= DATA FOR THIS TASK =
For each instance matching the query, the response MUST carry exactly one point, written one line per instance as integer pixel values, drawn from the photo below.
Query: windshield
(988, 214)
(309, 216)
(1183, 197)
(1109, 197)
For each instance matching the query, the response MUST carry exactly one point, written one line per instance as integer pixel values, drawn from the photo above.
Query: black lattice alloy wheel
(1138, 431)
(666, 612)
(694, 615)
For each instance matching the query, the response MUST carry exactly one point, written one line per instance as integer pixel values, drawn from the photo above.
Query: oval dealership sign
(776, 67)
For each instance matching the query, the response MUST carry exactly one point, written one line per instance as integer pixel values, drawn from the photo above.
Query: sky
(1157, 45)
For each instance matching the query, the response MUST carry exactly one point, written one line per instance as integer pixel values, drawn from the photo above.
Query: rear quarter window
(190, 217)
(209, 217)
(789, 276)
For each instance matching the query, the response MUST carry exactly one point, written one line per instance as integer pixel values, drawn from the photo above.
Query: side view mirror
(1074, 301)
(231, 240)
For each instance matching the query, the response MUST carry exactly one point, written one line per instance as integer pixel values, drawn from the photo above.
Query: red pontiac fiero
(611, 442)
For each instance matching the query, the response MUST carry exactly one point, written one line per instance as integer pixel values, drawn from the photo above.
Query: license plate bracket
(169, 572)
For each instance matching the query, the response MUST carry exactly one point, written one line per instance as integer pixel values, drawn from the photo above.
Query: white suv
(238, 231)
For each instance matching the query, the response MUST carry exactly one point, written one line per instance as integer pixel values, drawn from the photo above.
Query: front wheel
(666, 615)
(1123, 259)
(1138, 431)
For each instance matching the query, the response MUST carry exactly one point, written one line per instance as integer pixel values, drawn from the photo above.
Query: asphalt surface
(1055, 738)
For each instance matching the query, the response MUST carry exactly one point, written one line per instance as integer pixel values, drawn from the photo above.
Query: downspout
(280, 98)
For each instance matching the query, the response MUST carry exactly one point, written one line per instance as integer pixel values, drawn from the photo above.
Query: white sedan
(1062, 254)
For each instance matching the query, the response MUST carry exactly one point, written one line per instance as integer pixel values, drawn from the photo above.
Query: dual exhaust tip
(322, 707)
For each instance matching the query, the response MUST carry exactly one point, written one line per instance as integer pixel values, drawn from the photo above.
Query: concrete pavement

= PROBLEM REQUIREMENTS =
Can you reproduce the rows from the very first one through the line containing "(1109, 197)", with "windshield" renamed to "windscreen" and everything else left as it is?

= EXPECTED ANSWER =
For each instance matching the query, the response MUST carry exactly one point, written one line per instance as integer pixel values, drawn from the photo below.
Query: windscreen
(988, 214)
(309, 216)
(1183, 197)
(1109, 197)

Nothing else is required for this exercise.